--- START ---

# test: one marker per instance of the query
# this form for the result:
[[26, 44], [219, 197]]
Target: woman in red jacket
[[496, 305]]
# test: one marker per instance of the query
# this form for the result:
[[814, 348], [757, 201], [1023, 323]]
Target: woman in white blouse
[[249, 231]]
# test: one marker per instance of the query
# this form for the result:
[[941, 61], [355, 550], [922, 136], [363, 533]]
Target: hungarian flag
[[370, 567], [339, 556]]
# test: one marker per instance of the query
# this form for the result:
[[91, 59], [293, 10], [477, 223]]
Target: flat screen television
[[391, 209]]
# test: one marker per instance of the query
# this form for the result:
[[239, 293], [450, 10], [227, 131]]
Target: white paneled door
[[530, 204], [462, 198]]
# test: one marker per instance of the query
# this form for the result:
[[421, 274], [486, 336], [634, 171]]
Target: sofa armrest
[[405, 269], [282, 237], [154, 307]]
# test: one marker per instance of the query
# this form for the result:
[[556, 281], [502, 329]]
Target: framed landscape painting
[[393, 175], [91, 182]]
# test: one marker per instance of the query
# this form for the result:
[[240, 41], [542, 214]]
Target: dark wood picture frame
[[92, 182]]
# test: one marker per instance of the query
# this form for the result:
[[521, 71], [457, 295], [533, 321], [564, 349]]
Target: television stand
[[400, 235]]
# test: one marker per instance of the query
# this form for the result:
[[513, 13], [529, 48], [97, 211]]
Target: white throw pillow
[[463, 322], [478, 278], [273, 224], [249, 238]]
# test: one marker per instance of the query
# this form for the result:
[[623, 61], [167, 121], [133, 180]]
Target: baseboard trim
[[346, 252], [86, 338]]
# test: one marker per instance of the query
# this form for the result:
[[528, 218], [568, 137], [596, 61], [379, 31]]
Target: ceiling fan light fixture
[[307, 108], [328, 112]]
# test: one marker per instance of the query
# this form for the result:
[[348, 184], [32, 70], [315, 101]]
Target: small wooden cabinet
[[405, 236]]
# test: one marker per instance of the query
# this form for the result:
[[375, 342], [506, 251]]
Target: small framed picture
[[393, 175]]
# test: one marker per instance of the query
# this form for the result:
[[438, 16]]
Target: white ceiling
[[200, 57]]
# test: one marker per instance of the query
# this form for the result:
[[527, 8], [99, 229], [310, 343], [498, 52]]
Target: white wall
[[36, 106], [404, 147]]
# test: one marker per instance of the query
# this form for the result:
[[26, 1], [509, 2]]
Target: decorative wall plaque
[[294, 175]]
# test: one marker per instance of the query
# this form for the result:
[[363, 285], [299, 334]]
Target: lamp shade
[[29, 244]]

--- END ---

**Work instructions**: Copy every one of the entries above word for word, changing nothing.

**Task answer**:
# test: one marker per instance of the query
# this form for the result:
[[26, 44], [219, 197]]
Target: woman in red jacket
[[496, 305]]
# test: one marker per instance of the query
# this form for the result:
[[814, 348], [757, 201], [1023, 323]]
Target: woman in white blouse
[[249, 231]]
# test: one marker per instance of the query
# this form for the result:
[[941, 61], [355, 550], [922, 136], [363, 533]]
Target: hungarian flag
[[370, 567], [339, 556]]
# test: one marker per instance of the query
# this form for the result:
[[91, 59], [293, 10], [477, 223]]
Target: flat screen television
[[391, 209]]
# test: one marker per instance of the query
# this form for the result:
[[239, 293], [450, 10], [227, 131]]
Target: white paneled door
[[530, 204], [462, 198]]
# test: one marker per instance of the query
# this form for the result:
[[421, 274], [486, 336], [634, 171]]
Target: sofa armrest
[[405, 269], [282, 237], [154, 307]]
# test: one marker per instance of the query
# this form for the result:
[[556, 281], [502, 329]]
Target: framed landscape painting
[[393, 175], [91, 182]]
# test: one marker per instance of the query
# this form for the result:
[[240, 41], [542, 214]]
Target: dark wood picture frame
[[92, 182]]
# test: one marker per instance of the query
# this form for the result:
[[521, 71], [457, 295], [533, 321], [564, 349]]
Target: television stand
[[400, 235]]
# test: one marker per instance of the query
# this form for the result:
[[513, 13], [529, 48], [97, 211]]
Target: white throw pillow
[[463, 322], [478, 278], [273, 224], [249, 238]]
# test: one marker per instance of the query
# this form for the result:
[[623, 61], [167, 121], [133, 180]]
Target: baseboard trim
[[346, 252], [86, 338]]
# test: one marker per instance of the query
# this form for the result:
[[528, 218], [568, 137], [596, 61], [379, 31]]
Target: ceiling fan light fixture
[[307, 108], [328, 112]]
# test: one marker per instance of the query
# this form for the result:
[[348, 184], [32, 70], [315, 101]]
Target: small wooden cabinet
[[405, 236]]
# test: one marker per instance of the query
# this form for the result:
[[375, 342], [506, 251]]
Target: small framed picture
[[393, 175]]
# test: one marker per instance of the query
# this form for the result:
[[438, 16]]
Target: white ceiling
[[200, 57]]
# test: one marker per instance of the query
# this form for the result:
[[527, 8], [99, 229], [310, 343], [498, 52]]
Target: white wall
[[36, 106], [404, 147]]
# test: one marker per instance of the query
# this form for the result:
[[26, 1], [509, 2]]
Target: decorative wall plaque
[[294, 175]]
# test: one marker per instance of the query
# this form for the result:
[[363, 285], [299, 334]]
Target: lamp shade
[[29, 244]]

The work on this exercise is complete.